* YOUR GOAL
Copy the entries word for word, beginning at the line that contains "Expected output: one point per instance of the wooden post" and continuing through the end of the entries. Leave out the pictures.

>> start

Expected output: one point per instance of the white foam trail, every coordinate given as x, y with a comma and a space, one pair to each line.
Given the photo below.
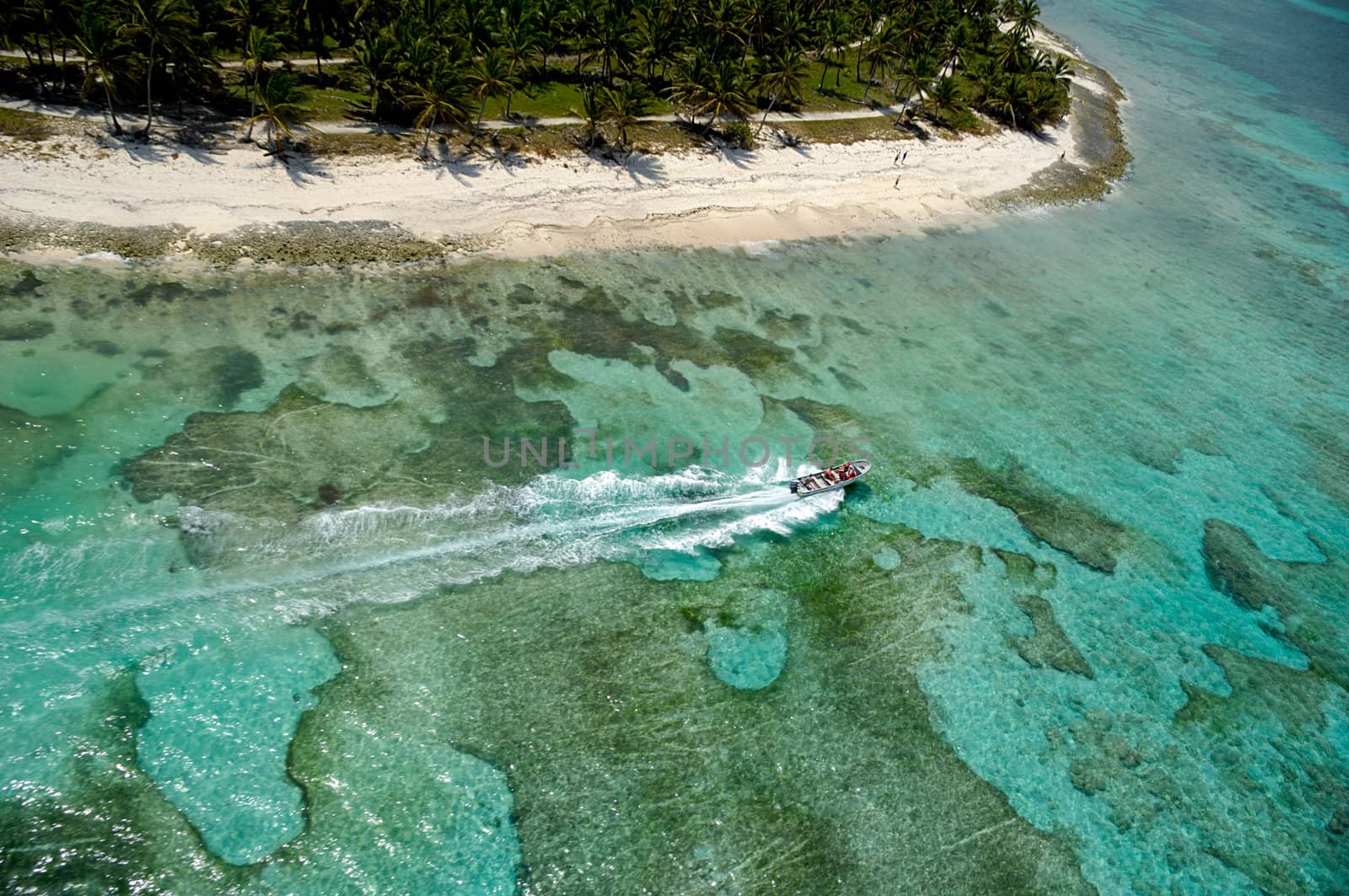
391, 552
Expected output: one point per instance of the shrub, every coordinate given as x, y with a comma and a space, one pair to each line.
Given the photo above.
739, 134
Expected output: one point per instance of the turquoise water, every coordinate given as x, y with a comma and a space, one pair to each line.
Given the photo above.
270, 622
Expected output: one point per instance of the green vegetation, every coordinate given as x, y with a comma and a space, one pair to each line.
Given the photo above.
26, 126
452, 64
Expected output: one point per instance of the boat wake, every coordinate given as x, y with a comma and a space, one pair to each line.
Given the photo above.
393, 554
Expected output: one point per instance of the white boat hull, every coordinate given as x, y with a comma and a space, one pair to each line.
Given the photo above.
840, 476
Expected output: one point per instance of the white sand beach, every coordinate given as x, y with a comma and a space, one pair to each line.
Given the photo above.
526, 207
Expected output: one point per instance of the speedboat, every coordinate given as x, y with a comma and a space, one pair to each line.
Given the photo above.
829, 480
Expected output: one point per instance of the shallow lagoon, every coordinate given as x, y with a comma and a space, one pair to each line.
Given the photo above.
271, 622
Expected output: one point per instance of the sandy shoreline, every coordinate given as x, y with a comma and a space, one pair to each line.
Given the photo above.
222, 204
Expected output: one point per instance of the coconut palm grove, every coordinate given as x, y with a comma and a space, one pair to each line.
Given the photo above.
451, 64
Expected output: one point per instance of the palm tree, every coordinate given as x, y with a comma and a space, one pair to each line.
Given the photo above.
105, 53
442, 99
1061, 72
317, 17
281, 111
914, 81
261, 49
944, 96
1008, 96
245, 15
780, 76
375, 58
625, 107
165, 26
714, 89
492, 78
1025, 18
591, 115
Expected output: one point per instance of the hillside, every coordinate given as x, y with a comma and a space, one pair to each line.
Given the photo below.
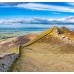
52, 50
10, 45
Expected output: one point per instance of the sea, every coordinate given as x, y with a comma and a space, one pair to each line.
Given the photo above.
14, 31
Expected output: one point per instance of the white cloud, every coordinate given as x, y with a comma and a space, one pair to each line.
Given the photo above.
37, 20
71, 3
67, 19
45, 7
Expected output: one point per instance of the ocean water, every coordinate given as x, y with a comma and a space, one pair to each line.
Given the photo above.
14, 31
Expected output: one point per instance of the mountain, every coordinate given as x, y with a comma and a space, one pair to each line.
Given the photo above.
51, 51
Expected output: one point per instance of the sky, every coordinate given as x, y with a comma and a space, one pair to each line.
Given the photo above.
36, 12
36, 9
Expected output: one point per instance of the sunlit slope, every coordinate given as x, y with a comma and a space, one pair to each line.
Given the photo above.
50, 51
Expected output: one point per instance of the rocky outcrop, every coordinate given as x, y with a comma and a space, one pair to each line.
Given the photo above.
6, 61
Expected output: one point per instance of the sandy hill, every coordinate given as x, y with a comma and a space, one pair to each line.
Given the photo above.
10, 45
52, 50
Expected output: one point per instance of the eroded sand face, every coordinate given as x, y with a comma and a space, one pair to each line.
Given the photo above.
41, 57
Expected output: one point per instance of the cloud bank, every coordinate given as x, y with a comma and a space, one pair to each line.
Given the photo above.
36, 20
40, 6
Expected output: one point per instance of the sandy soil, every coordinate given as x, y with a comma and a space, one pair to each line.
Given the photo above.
44, 57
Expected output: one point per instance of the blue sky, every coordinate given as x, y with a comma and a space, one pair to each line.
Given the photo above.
37, 9
18, 14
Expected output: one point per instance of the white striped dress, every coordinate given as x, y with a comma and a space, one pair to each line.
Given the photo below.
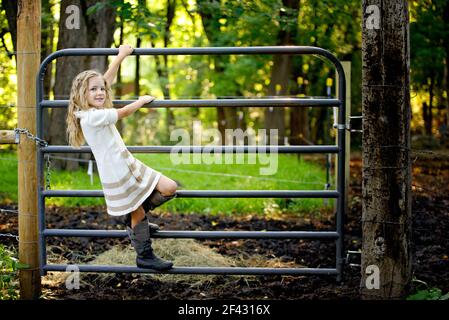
126, 181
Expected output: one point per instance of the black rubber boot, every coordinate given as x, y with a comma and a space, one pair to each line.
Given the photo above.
140, 240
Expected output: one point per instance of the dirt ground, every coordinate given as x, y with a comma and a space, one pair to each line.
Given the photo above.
430, 246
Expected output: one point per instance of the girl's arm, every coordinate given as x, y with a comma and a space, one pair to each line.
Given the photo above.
132, 107
111, 73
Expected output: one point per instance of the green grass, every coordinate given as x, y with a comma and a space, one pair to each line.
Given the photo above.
244, 176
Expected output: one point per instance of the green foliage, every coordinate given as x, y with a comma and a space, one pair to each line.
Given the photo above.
9, 278
429, 294
424, 292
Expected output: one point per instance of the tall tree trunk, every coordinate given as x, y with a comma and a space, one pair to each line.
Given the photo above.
226, 117
137, 71
446, 67
162, 66
95, 31
429, 111
386, 220
282, 72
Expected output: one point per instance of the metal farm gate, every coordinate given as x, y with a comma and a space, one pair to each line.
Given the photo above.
338, 149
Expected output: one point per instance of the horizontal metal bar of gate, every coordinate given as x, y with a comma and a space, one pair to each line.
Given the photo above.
210, 193
202, 149
197, 234
207, 103
194, 270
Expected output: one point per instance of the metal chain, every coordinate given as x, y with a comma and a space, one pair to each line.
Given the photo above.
29, 135
42, 143
48, 175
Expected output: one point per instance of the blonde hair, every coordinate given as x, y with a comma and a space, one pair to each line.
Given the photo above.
78, 102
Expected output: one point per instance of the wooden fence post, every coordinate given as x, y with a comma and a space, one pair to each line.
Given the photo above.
28, 60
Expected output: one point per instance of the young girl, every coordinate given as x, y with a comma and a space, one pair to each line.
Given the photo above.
130, 187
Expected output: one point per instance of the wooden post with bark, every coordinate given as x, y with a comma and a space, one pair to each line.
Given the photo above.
28, 60
386, 219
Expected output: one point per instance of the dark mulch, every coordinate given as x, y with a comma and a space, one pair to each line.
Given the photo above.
430, 247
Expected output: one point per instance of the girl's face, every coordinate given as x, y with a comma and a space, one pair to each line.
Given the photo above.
96, 92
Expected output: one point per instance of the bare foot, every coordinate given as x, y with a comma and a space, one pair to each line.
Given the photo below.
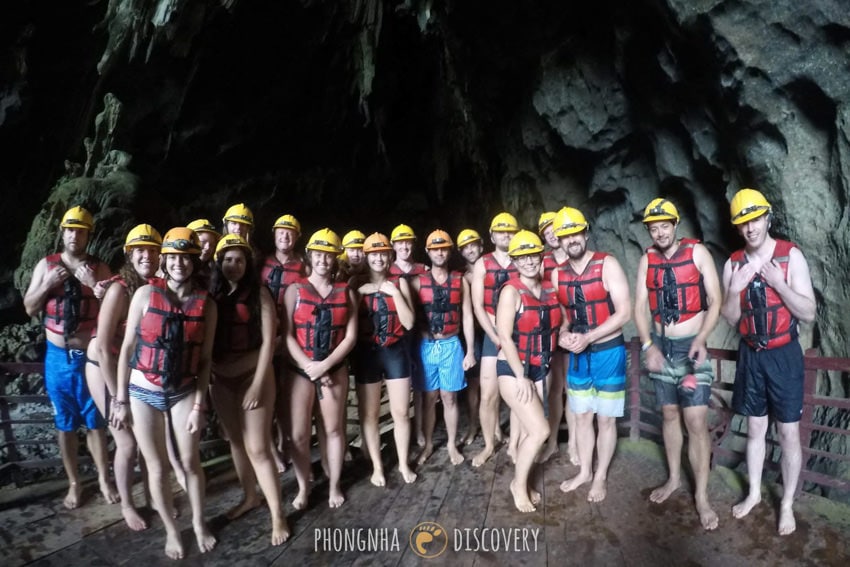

>> end

* TASK OUTPUT
Expected output: one point per instance of the wooden post with bark, every coordinate given as x, y with a comma and a space, one pair to each line.
Given the photo above.
28, 60
386, 219
Expected output: one point per instance of the dark mulch, every coordinate given as x, y with a comma and a space, one pair to each line.
Given the photo above.
430, 247
Expected output: one point per instance of the girl's face, every coordinate given as x, y with a comma and a space, one pair to each line.
Given the photo above.
96, 92
Expected output: one point per instance of the bare foot, every coordinate given as x, y with a comma and a space, one pair to each line.
Given the photo below.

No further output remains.